To be done: Pull out every line in the entries below that contains the word "necklace" and copy each one unchanged. Case counts, so only matches with the same capitalization qualify.

Start of Stored data

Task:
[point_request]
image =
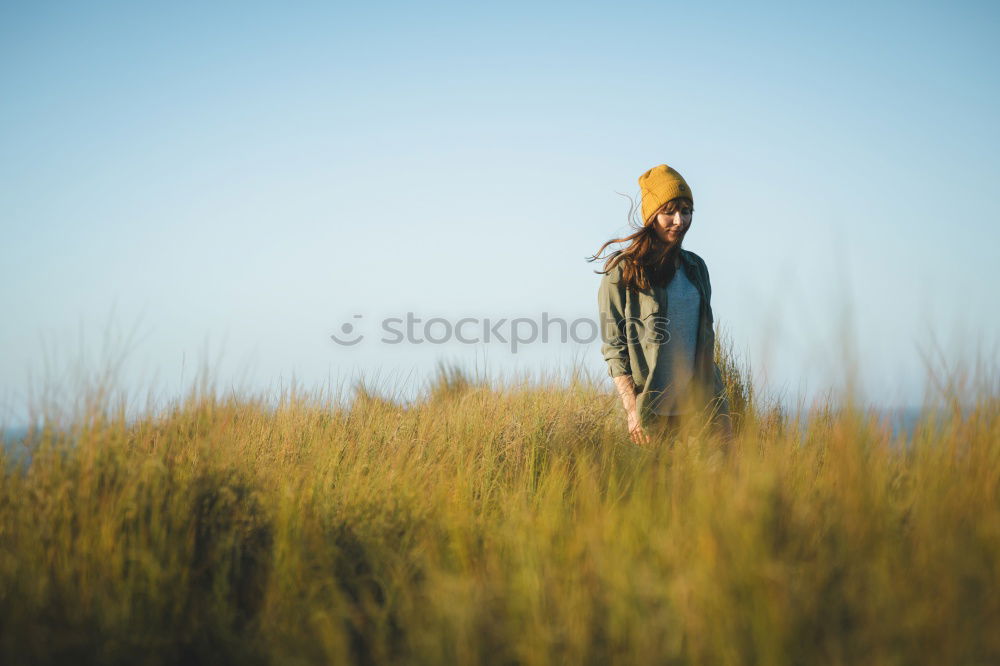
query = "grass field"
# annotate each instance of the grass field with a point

End of Stored data
Start of Stored data

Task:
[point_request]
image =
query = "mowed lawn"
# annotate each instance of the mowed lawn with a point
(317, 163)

End of Stored data
Start of Stored data

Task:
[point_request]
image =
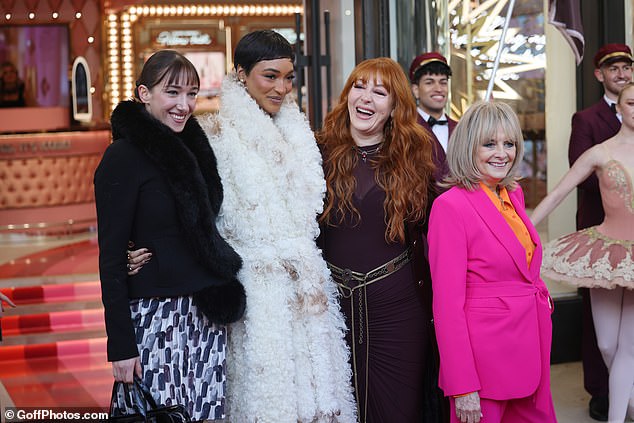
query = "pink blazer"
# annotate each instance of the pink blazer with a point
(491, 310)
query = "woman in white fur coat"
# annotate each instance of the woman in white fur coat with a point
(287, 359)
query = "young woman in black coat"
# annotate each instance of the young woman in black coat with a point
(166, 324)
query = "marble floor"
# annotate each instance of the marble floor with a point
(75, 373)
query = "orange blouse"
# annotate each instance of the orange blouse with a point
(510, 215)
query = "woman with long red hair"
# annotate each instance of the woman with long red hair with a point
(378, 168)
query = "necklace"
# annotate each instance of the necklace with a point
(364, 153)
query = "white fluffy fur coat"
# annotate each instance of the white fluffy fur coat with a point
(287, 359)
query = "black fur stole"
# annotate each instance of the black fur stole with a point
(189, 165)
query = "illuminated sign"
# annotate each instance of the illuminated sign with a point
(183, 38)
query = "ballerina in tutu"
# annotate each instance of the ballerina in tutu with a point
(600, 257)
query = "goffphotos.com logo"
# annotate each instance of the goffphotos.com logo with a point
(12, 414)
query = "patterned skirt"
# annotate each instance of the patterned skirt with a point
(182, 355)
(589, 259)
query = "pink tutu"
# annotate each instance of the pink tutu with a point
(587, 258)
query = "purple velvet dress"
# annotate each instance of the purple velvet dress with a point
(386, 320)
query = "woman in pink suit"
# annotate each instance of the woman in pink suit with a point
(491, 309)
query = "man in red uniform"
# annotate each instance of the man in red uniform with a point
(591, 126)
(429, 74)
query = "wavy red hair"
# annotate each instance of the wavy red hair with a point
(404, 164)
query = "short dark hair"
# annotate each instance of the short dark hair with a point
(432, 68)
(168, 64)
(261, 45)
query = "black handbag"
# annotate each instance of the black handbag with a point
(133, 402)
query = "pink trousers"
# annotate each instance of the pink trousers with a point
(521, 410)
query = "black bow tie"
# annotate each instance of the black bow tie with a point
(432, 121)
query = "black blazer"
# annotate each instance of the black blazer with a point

End of Stored data

Correct result:
query = "necklace"
# annotate each instance of the necklace with a point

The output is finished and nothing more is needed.